There’s also a push for a ballot measure in Arizona, where the state Supreme Court this year ruled that an 1864 abortion ban could be enforced. With the help of some Republicans — Democrats in the Legislature were able to repeal that law.

Generally, abortion rights expand when voters are deciding. In the seven statewide abortion policy-related votes since 2022, voters have sided with abortion rights advocates in every case.

The Dobbs ruling and its aftermath gave rise to a bevy of legal questions and lawsuits challenging nearly every ban and restriction.

Many of those questions deal with how exceptions — which come into play far more often when abortion is barred earlier in pregnancy — should apply. The issue is often raised by those who wanted to be pregnant but who experienced life-threatening complications.

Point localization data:
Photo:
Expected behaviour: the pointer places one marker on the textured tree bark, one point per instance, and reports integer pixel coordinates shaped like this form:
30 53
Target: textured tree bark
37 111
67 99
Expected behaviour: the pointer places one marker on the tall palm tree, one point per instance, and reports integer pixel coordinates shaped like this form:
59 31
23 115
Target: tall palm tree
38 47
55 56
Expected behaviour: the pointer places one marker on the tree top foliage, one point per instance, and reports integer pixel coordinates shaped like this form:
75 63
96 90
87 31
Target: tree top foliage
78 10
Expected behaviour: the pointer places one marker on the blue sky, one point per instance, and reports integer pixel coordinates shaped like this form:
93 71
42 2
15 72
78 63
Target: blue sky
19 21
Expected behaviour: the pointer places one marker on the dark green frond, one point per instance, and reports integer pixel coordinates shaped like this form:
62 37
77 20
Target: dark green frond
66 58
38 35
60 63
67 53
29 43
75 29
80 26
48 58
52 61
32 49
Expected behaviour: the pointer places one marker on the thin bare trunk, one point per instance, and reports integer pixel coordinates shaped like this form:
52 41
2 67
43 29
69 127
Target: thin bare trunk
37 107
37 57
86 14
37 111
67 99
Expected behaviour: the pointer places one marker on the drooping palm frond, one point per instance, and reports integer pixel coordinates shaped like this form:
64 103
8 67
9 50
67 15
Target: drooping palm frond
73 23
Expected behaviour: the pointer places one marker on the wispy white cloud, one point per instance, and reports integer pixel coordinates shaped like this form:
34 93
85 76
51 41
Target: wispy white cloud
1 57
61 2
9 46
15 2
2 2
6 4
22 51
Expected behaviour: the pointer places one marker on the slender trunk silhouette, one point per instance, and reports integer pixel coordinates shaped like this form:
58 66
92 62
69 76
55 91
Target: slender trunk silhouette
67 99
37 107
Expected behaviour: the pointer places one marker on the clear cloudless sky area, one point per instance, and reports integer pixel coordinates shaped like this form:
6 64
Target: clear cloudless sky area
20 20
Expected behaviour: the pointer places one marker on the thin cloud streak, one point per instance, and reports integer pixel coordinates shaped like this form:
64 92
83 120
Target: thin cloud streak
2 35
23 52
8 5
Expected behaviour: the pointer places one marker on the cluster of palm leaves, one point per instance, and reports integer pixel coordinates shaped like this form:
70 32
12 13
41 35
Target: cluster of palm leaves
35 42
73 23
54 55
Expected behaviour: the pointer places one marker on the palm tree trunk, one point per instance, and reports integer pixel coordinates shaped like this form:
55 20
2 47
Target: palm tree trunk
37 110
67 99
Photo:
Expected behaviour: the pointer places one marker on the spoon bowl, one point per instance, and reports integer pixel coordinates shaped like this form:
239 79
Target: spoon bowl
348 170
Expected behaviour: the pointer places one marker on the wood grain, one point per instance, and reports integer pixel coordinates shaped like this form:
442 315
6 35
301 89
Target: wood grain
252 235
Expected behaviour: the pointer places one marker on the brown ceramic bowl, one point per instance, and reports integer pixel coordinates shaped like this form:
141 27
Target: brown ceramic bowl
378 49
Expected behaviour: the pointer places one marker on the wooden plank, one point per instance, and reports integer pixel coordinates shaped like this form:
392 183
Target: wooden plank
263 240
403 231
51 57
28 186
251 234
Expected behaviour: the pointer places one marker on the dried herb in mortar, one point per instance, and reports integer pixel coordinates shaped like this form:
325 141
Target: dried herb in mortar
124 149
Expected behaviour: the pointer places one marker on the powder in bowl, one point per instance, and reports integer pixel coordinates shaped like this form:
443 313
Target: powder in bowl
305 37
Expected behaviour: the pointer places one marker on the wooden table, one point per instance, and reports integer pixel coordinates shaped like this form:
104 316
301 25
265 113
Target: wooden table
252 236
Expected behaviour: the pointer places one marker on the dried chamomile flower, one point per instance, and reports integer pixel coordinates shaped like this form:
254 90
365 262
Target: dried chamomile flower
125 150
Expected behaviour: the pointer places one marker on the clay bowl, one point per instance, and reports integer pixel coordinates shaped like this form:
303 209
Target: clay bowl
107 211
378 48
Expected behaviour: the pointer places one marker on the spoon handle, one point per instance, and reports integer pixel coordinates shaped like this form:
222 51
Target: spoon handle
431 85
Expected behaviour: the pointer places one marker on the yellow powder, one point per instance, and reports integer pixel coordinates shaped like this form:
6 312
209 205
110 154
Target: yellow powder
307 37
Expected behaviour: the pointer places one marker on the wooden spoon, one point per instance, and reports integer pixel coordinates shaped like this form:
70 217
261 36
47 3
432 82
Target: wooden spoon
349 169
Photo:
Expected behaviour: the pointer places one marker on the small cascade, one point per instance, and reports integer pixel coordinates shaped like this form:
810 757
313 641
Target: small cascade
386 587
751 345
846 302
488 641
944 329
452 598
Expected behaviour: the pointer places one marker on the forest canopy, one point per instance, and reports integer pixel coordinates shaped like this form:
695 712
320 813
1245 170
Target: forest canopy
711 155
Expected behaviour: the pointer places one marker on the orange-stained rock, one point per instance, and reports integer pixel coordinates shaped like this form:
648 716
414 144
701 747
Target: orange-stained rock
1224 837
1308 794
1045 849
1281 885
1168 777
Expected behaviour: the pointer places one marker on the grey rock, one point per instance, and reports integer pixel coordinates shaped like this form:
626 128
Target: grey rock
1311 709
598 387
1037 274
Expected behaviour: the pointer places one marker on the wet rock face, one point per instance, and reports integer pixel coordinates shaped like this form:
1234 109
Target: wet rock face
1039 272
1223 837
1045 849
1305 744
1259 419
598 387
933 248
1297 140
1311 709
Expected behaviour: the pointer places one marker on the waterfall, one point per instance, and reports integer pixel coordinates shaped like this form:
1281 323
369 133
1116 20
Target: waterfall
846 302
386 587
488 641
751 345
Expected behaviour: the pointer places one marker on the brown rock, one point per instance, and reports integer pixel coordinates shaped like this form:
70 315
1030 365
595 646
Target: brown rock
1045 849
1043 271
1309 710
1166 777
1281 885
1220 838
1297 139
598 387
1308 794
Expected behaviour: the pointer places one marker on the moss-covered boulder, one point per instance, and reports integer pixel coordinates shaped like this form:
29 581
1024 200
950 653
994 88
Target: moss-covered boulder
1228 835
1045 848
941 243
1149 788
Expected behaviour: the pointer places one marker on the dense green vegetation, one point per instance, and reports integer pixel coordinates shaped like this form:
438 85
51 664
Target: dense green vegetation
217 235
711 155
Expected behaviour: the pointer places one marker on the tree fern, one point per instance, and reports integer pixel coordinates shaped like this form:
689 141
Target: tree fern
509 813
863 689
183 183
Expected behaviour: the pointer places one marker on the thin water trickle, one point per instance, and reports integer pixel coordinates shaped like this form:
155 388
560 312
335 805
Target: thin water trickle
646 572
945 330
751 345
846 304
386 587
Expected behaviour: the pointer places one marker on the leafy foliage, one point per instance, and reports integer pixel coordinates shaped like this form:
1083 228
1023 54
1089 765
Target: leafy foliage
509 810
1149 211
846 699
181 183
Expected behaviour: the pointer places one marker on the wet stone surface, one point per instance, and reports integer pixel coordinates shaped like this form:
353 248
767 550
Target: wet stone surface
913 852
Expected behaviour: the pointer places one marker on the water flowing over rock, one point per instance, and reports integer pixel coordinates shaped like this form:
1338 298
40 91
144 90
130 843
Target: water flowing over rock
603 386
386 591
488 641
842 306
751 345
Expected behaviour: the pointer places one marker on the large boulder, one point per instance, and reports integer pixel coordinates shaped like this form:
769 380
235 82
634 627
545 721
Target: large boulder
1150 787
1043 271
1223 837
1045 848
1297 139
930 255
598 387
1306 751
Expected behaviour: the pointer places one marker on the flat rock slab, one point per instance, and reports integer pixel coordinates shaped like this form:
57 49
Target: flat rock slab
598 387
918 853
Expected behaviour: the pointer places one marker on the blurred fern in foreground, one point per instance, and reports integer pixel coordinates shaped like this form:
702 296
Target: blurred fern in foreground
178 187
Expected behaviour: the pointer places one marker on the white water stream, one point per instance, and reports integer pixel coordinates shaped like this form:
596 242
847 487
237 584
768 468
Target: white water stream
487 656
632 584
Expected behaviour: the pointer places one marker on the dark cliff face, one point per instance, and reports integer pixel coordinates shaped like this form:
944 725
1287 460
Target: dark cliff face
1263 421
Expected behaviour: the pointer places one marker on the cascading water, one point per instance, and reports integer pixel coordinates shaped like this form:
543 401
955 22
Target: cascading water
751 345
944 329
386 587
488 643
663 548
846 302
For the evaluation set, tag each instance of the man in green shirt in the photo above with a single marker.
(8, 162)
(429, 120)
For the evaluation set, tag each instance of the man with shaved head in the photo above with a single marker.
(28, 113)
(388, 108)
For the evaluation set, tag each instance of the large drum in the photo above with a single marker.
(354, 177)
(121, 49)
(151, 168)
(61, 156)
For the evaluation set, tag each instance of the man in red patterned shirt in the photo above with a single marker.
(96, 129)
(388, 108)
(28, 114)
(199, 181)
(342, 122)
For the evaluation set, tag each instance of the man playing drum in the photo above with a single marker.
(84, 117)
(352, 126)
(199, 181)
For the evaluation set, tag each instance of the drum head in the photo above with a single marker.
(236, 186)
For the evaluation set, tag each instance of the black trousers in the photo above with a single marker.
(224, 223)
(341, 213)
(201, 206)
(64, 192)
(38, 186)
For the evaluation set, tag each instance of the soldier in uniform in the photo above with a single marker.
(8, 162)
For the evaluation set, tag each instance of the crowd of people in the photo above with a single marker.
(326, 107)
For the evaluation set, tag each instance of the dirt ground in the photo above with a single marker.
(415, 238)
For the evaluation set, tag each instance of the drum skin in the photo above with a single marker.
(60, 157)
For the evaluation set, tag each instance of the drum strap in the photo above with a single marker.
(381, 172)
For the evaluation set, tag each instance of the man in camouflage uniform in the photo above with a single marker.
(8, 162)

→ **Activity**
Extend the passage on abortion laws after the Dobbs ruling, picking up after its final sentence.

→ **Answer to this exercise**
A group of women who had serious pregnancy complications but were denied abortions in Texas sued, claiming the state’s ban is vague about which exceptions are allowed. The all-Republican Texas Supreme Court disagreed in a May ruling.

The Supreme Court also heard arguments in April on the federal government’s lawsuit against Idaho, which says its ban on abortions at all stages of pregnancy can extend to women in medical emergencies. The Biden administration says that violates federal law. A ruling on that case could be issued at any time.

Meanwhile, bans have been put on hold by judges in Iowa, Montana, Utah and Wyoming.